The problem >> In the blog post about The Last Lecture, how long has the writer been driving past the billboard?

Document text >>
::::
Thursday, February 4, 2010

In awe

For at least six months I’ve been driving past this billboard. Usually, they change the sign every month or so, but it is very noticeable when something that is expected to change – doesn’t.




I had heard of this professor in the news a few years ago. How he was diagnosed with cancer and had a very short time left. How he gave his “Last Lecture” at the college where he worked. Then I filed that piece of information in the back of my mind.

Last week I stopped over at Dewin’s blog to catch up on her postings. Imagine my eyes opening wide as I read her review of The Last Lecture written by Randy Pausch. Okay. With her recommendation I decided that this is a book that I had to read.

From the first pages the simple, straightforward honesty kept my interest and made it difficult to put the book down. Prof. Pausch details his life, in particular his childhood dreams and ambitions. But his message is how to encourage and enable your children (and others) to reach their dreams. His simple guidelines are so admirable.

He did not want sympathy, but only to tell the world about his happiness in life. By doing so, he gave us a “gift” of these guidelines that we can use to improve our lives and the lives of others.

When I looked inside the cover I saw how many times the book has been checked out of the library. It felt good to know that his message is still reaching so many people.



4 comments:

My Farmhouse Kitchen said...

i have been puting off reading this as i lost my mom to pancreatic cancer...it will be 4 years this august..so maybe i am ready.....

i'll check it out at the library...
::::
Data block >>
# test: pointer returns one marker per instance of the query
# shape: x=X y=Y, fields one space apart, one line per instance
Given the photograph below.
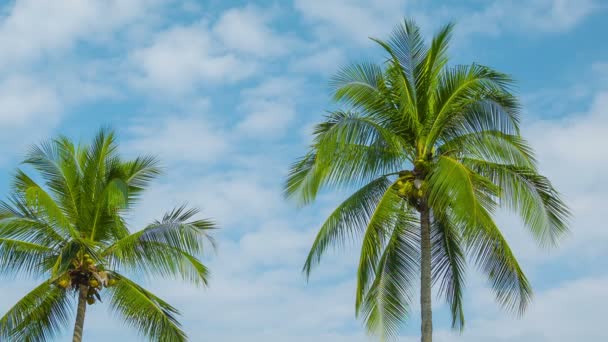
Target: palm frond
::::
Your response >> At least six months.